*Supplied passage*

** begin **

Thread

  1. Re: Use BumpContext contexts for TupleHashTables' tablecxt

    Jeff Davis <pgsql@j-davis.com> — 2025-10-30T00:08:47Z

    On Sun, 2025-10-26 at 18:11 -0400, Tom Lane wrote:
    > Related to this, while I was chasing Jeff's complaint I realized that
    > the none-too-small simplehash table for this is getting made in the
    > query's ExecutorState.  That's pretty awful from the standpoint of
    > being able to blame memory consumption on the hash node.  I'm not
    > sure though if we want to go so far as to make another context just
    > for the simplehash table.  We could keep it in that same "tablectx"
    > at the price of destroying and rebuilding the simplehash table, not
    > just resetting it, at each node rescan.  But that's not ideal either.
    
    I had investigated the idea of destroying/rebuilding the simplehash
    table regardless because, in some cases, it can crowd out space for the
    transition states, and we end up with a mostly-empty bucket array that
    causes recursive spilling.
    
    I'm not sure if that's a practical problem -- all the heuristics are
    designed to avoid that situation -- but I can create the situation with
    injection points.
    
    Also, in the case of spilled grouping sets, once one group is
    completely done with all spilled data it would be good to destroy that
    hash table. By adjusting the order we process the spilled data, we
    could minimize the creation/destruction of the bucket array.
    
    However, rebuilding it has a cost, so we should only do that when there
    is really a problem. I came to the conclusion it would require
    significant refactoring to make that work well, and I didn't get around
    to it yet.
    
    Regards,
    	Jeff Davis

** end **

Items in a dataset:
** begin **

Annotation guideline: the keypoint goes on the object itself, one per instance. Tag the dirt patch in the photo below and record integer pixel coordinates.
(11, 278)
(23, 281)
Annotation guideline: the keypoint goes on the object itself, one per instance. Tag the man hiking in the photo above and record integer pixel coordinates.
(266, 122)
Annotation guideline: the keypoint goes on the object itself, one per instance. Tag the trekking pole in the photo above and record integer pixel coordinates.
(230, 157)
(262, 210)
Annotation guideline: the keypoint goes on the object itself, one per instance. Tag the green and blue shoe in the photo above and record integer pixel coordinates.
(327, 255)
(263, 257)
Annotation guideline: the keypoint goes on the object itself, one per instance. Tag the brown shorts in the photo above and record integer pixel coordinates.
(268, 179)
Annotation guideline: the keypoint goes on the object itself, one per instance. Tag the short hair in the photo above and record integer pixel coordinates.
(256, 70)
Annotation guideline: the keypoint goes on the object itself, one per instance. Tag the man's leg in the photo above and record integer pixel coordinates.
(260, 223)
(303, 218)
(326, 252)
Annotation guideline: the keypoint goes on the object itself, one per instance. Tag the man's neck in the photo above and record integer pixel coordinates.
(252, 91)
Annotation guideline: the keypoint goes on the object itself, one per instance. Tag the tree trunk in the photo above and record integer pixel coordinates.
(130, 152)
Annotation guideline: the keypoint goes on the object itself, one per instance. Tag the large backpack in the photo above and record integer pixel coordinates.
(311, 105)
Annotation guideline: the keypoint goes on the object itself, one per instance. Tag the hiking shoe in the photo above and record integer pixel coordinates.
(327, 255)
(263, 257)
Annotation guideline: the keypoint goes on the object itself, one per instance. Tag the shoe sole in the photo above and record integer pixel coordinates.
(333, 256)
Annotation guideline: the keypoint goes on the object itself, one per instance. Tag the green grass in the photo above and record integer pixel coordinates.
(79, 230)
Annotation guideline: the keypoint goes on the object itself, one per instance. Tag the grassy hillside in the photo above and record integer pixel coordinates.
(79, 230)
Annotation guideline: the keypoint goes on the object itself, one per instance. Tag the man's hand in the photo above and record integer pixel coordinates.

** end **

*Tasks and exercises*
(A) According to the simplehash thread, in which memory context is the simplehash table currently being made?
(B) From the simplehash thread, give again the stretch that begins at the words "I had investigated" and stops after "causes recursive spilling.".

*Completed exercise*
(A) The query's ExecutorState.

(B)
I had investigated the idea of destroying/rebuilding the simplehash
    table regardless because, in some cases, it can crowd out space for the
    transition states, and we end up with a mostly-empty bucket array that
    causes recursive spilling.